▸ Given passage

((

At the monitoring sites (Table 8), for specialists, 25/30 trend tests were negative regardless of significance (Table 9). This skewing to negative coefficients was highly significant (P < 0.0005). One species (Arogos skipper) also had a significant skewing to negative trends (P < 0.05). In addition, Ottoe skipper had 3/3 negative trends, a sample too small for a significant probability but 2/3 sites had significant declines. Regal fritillary had the lowest proportion of negative trends (4/7). By contrast, common species had 16 negative trends regardless of significance, 16 positive, and 3 exactly 0—an essentially random distribution (Table 9). Five individual trend tests of common species were significant (2 negative, 3 positive). No individual common species had a significant skewing to negative or positive trends. For all species combined, one site had a significant skewing of individual species trends: Prairie Coteau (9/10 negative, P < 0.05). Sample size was inadequate to test this by specialist vs. common species.

Table 8 Minnesota prairies used in long-term trend analysis; all were preserves managed primarily with fire during this study. Sources: TNC (1988, 1994, 2008), Wendt (1984), Schlicht (2003), Selby (2006), MDNR (2008)
Table 9 Summary of Spearman rank correlations of trend (year versus abundance index) for specialist and common species, with binomial probability for non-random skewing of signs of correlation coefficients

Specialists had significantly more negative trend coefficients than common species (mean r with sign = −0.21 for specialists vs. +0.035 for common species, P < 0.01), but degree of significance regardless of sign (r as absolute value) did not significantly vary between specialist and common species. Start year significantly differed between specialist and common species (median 1988 for specialists and 1990 for common species) (P < 0.005), but end year did not (P > 0.10). Furthermore, start year and end year did not significantly correlate with r (either as absolute value or with sign, for the entire sample and separately for specialist and common species). R (with sign or as absolute value) did not significantly differ by whether the end year was 2005 or an earlier year (> 0.10), for all species and for specialists (not testable for common species as N = 5 for end year <2005). Specialists did not have significantly more years in a trend test (mean 8.0 years) vs. common species (mean 7.3 years) (median = 7 years for both groups) (P > 0.10). Number of years did not significantly correlate with r (with sign), while r (as absolute value) did so negatively (as expected, because the critical value of r at P < 0.05 declines with increasing N) for all species (r = −0.25, P < 0.05, N = 65) and for common species (r = −0.37, P < 0.05, N = 35) but non-significantly for specialists (r = −0.13, P > 0.10, N = 30). Span of years (duration between start year and end year) in a trend test did significantly correlate negatively with r (with sign) for all species (r = −0.29, P < 0.05, N = 65) but not for species subgroups (specialist or common species) and not with r as absolute value. Span of years did not significantly differ between the specialist and common species.

))

▸ Short exercise 1
In the passage on butterfly trend tests, which site showed a significant skewing of individual species trends when all species were combined?

(Dataset excerpts on object pointing)
((

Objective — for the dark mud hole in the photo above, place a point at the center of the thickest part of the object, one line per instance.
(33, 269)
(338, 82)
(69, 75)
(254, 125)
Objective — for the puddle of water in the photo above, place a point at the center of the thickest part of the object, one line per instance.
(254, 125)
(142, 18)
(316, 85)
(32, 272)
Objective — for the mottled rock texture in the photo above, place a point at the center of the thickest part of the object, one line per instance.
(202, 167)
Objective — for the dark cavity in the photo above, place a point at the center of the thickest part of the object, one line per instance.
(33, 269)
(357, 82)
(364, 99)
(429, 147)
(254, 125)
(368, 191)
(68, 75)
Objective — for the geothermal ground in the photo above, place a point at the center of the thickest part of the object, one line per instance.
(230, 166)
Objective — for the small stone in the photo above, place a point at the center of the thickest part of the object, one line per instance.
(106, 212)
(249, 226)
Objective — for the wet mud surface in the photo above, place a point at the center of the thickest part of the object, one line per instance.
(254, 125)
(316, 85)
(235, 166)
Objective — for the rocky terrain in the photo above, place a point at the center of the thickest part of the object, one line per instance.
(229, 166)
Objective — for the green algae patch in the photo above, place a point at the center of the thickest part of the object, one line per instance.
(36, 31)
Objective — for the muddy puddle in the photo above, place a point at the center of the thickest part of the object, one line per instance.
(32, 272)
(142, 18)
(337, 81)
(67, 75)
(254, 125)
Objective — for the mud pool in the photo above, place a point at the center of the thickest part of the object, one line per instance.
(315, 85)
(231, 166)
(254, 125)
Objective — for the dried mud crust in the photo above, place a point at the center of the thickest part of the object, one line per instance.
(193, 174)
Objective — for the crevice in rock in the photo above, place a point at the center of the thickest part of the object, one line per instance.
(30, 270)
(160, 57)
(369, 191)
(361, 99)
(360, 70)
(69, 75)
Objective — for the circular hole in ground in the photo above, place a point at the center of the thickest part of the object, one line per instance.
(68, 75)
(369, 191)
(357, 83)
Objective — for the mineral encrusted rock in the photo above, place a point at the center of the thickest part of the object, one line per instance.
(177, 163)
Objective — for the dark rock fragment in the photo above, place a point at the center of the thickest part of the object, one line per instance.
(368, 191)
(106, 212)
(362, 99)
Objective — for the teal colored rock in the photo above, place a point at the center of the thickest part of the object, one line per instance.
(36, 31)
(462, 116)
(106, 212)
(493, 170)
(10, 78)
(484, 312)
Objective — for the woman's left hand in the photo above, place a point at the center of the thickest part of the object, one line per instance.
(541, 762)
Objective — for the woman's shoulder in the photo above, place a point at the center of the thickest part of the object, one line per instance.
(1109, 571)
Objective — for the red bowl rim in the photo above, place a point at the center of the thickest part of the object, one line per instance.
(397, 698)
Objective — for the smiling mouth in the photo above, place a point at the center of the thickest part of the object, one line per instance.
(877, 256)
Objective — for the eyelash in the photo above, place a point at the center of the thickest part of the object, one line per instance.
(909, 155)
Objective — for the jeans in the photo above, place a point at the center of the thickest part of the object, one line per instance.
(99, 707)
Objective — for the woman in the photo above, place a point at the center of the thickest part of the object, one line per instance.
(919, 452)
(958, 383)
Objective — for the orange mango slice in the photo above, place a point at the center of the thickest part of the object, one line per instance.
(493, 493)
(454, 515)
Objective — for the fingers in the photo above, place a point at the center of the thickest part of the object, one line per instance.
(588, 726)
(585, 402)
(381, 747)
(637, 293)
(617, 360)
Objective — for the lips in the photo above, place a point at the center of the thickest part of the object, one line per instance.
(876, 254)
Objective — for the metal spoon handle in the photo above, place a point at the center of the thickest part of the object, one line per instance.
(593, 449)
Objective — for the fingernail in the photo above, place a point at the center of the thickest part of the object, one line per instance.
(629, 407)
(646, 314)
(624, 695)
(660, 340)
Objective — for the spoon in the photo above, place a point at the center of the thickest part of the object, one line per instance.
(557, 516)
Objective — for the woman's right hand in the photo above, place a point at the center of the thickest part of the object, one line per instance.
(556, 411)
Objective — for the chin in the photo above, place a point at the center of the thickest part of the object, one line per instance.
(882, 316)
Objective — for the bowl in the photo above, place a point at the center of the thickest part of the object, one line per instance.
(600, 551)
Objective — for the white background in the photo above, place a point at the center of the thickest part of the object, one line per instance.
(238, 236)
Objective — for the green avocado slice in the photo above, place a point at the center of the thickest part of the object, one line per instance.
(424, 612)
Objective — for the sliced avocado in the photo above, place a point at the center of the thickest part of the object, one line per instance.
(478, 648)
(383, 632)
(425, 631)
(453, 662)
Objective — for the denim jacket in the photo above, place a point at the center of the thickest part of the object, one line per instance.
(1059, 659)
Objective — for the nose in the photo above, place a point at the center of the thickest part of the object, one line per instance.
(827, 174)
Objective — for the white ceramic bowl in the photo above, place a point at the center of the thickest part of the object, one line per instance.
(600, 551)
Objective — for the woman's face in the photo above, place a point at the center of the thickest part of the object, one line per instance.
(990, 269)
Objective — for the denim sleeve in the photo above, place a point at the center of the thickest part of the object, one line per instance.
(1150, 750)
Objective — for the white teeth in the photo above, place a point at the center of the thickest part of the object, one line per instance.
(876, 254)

))

▸ Short exercise 2
List every row above that contains the word "woman". Matching is case-sensitive.

▸ Right answer 1
Prairie Coteau

▸ Right answer 2
Objective — for the woman's left hand in the photo above, place a point at the center of the thickest part of the object, one line per instance.
Objective — for the woman's shoulder in the photo above, place a point at the center of the thickest part of the object, one line per instance.
Objective — for the woman in the photo above, place a point at the center of the thickest part of the object, one line per instance.
Objective — for the woman's right hand in the photo above, place a point at the center of the thickest part of the object, one line per instance.
Objective — for the woman's face in the photo above, place a point at the center of the thickest part of the object, one line per instance.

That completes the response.